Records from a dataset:
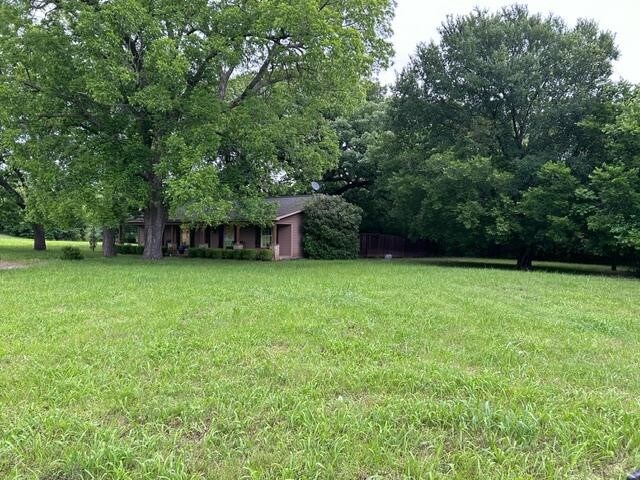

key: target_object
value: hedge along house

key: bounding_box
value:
[127,195,311,260]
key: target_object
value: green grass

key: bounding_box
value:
[0,237,640,480]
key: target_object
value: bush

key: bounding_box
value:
[256,248,273,262]
[302,195,362,259]
[240,248,258,260]
[116,243,144,255]
[60,247,84,260]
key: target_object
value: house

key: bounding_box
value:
[127,195,311,260]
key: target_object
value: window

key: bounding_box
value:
[223,226,235,248]
[260,228,271,248]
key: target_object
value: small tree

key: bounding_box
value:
[303,195,362,259]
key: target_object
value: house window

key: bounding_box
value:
[260,228,272,248]
[223,226,236,248]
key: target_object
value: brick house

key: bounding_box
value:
[127,195,311,260]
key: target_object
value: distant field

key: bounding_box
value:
[0,236,640,480]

### [Exercise details]
Pull every line from the records above without changing a word, and leave the pictures out of your answer.

### [Exercise solution]
key: target_object
value: hedge along house

key: bounding_box
value:
[127,195,311,260]
key: target_object
value: green grass

key: bounding_box
value:
[0,237,640,480]
key: target_object
value: bush

key: bounding_box
value:
[256,248,273,262]
[302,195,362,259]
[240,248,258,260]
[116,243,144,255]
[60,247,84,260]
key: target_object
value: house

key: bounding_box
value:
[127,195,311,260]
key: target_object
value: window

key: bounding_box
value:
[223,226,235,248]
[260,228,271,248]
key: target_object
value: small tree

key: bounding_box
value:
[303,195,362,259]
key: target_object
value: house window

key: bounding_box
value:
[260,228,272,248]
[223,226,236,248]
key: target_object
value: brick house

key: bounding_box
value:
[127,195,311,260]
key: target_object
value: distant field

key: bounding_box
value:
[0,236,640,480]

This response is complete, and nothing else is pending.